- Opening Delimiter -

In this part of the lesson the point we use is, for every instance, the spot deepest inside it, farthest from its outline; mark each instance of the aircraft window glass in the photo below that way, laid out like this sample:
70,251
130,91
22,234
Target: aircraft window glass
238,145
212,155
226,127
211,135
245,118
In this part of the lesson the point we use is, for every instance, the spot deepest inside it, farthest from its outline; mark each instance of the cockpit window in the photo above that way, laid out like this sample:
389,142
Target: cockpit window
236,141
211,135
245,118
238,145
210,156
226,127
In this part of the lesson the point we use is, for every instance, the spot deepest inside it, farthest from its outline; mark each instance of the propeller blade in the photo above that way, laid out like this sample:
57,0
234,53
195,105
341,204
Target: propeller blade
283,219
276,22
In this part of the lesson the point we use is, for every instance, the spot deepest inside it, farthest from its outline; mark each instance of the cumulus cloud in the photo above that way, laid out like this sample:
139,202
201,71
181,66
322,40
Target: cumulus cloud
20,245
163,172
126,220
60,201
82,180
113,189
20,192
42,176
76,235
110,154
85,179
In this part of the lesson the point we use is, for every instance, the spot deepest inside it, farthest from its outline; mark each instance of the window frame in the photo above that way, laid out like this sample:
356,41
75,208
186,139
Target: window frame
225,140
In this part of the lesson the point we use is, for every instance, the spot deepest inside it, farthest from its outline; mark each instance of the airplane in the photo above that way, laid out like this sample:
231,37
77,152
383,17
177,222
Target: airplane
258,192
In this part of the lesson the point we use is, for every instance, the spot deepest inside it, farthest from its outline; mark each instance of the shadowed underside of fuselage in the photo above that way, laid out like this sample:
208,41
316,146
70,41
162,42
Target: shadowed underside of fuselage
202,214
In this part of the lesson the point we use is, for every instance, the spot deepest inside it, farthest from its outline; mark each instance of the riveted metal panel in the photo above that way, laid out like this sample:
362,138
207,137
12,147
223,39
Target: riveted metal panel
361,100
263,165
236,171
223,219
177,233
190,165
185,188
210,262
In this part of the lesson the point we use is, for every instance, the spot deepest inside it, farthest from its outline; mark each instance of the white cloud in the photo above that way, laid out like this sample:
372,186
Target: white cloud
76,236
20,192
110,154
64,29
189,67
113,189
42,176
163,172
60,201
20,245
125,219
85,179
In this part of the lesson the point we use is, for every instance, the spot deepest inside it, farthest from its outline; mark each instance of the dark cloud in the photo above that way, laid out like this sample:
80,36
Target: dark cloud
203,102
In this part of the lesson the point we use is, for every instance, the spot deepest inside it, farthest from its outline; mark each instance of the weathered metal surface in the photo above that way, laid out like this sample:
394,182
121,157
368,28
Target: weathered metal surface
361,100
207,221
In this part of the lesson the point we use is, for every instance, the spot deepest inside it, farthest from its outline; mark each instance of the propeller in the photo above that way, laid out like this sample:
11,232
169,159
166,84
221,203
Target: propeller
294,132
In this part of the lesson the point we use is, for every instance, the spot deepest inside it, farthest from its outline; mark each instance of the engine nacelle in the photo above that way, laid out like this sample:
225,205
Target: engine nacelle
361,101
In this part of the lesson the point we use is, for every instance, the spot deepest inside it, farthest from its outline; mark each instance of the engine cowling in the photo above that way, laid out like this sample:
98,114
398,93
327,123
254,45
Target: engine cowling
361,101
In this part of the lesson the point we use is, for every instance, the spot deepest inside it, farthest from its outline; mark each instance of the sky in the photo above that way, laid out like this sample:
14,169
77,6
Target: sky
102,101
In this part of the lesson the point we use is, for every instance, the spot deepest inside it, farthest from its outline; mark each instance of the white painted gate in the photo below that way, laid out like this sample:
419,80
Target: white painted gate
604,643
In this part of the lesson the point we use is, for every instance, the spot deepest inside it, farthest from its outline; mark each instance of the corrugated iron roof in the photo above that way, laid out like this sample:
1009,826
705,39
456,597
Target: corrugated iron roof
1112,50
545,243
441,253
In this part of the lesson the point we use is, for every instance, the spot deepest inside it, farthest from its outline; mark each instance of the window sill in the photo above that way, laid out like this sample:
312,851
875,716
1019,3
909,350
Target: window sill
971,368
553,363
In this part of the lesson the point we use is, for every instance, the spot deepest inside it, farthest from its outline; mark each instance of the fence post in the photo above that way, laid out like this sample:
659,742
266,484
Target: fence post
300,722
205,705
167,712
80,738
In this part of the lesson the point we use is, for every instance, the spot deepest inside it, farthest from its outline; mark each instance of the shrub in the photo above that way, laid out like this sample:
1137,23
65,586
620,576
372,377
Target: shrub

- Closing Delimiter -

Reproduce the full listing above, keeping every line intact.

In this part of the lesson the point we use is, for every instance, the spot deepest inside it, farthest from its outline; mark each instance of the aircraft window glass in the photo below that way, laid out like this sample:
70,251
130,91
22,234
Target: aircraft window glass
238,145
212,155
226,127
211,135
245,118
In this part of the lesson the point we use is, for every instance, the spot deepest inside it, farthest from its outline; mark each instance of the cockpit window in the photo above that way, laid out like this sample:
389,142
Target: cockpit window
236,141
211,135
245,118
238,145
210,156
226,127
In this part of the lesson the point we use is, for every instance, the spot deepest inside it, farthest from its outline; mark each instance of the propeller blade in the photo above that way, laid out like this sample:
57,0
234,53
195,105
341,204
Target: propeller blade
283,219
276,22
In this part of the lesson the point we use is, for every instance, the spot deepest inside it, farthest from its outline; mark each instance of the cumulus cloud in the photo above that way, laid out like this sample:
139,202
201,71
181,66
322,40
Target: cumulus cloud
20,245
163,172
126,220
60,201
82,180
113,189
20,192
42,176
76,235
110,154
85,179
In this part of the lesson the point we use is, for every instance, the spot deepest inside it, farthest from its outline; mark each instance of the window frame in the photo above that way, laid out like this sample:
356,41
75,208
186,139
Target: window frame
225,140
In this part of the lesson the point we use is, for every instance, the spot deepest inside it, farthest from its outline; mark each instance of the airplane in the photo above that way, laid out like this sample:
231,37
77,152
383,17
177,222
Target: airplane
258,192
In this part of the lesson the point we use is, for every instance, the spot deepest inside it, farthest from its outline; mark each instance of the shadowed underside of fuselage in the photo above that way, laid out like this sample:
208,41
316,146
70,41
162,42
Target: shadowed underside of fuselage
202,214
In this part of the lesson the point we use is, for every instance, the spot deepest inside it, farthest from its outline; mark each instance of the riveted metal panel in the photo above that way, laid out like this sample:
362,138
207,137
12,147
223,39
Target: riveted metal panel
361,100
263,165
236,171
223,219
177,233
190,165
185,188
210,262
In this part of the lesson the point we use is, for every instance, the spot deepest inside it, farthest from its outline; mark each instance of the white cloud in the photo above that way, laid out like this sample:
372,186
Target: white cloud
76,236
20,192
110,154
64,29
189,67
113,189
42,176
163,172
60,201
20,245
125,219
85,179
In this part of the lesson the point we use is, for every instance, the spot deepest inside it, farthest from its outline; mark each instance of the dark cloud in the photo above that way, laid out like this sample:
80,36
Target: dark cloud
203,102
In this part of the lesson the point we use is, for every instance, the spot deepest inside it, farthest from its outline; mark each instance of the weathered metal surface in the photo above that way, laid out like this sample:
394,182
121,157
368,28
Target: weathered metal surface
361,100
207,221
In this part of the lesson the point we use is, for every instance, the spot deepest inside it, farthest from its outline; mark each instance of the propeller in the photo above that way, laid out like this sample:
11,232
169,159
166,84
221,203
Target: propeller
294,132
In this part of the lesson the point we use is, for every instance, the spot deepest inside it, farthest from its outline; mark each instance of the engine nacelle in the photo above that way, laid out like this sample:
225,205
Target: engine nacelle
361,101
In this part of the lesson the point we use is, for every instance, the spot deepest inside it, farthest from its outline; mark each instance of the engine cowling in the photo above that way, laid out like this sample:
98,114
398,93
327,123
254,45
Target: engine cowling
361,101
In this part of the lesson the point we use is, for every instance, the spot deepest inside it, farthest from its outline; mark each instance of the sky in the photo above that way, laid out like this sample:
14,169
77,6
Target: sky
102,101
In this part of the lesson the point we use is, for every instance, the spot deepest inside it, farthest from its outline; mark each instance of the white painted gate in the photo below that way, laid out like this sample:
419,80
Target: white painted gate
604,643
In this part of the lesson the point we use is, for every instance, the spot deepest inside it, farthest from its outline; mark each instance of the corrugated iron roof in the photo above that way, laid out like this sample:
1009,826
705,39
456,597
Target: corrugated iron roof
1112,50
545,243
441,253
In this part of the lesson the point we use is, for every instance, the spot deepest inside it, farthest from its outline; mark each instance of the window sill in the photo above that way, laid out like this sample:
312,851
875,716
1019,3
909,350
Target: window sill
971,368
553,363
In this part of the lesson the point we use is, for every instance, the spot deepest inside it, farthest from its outline; mark each instance of the fence post in the photo above that way, laid out like this sample:
659,742
266,484
Target: fence post
300,722
205,705
167,712
80,738
In this part of the lesson the point we use is, for every instance, the spot deepest inside it, farthest from its outline; mark each instance of the shrub in the photo above that way, laid out like this sample:
1137,23
65,586
620,576
372,377
Target: shrub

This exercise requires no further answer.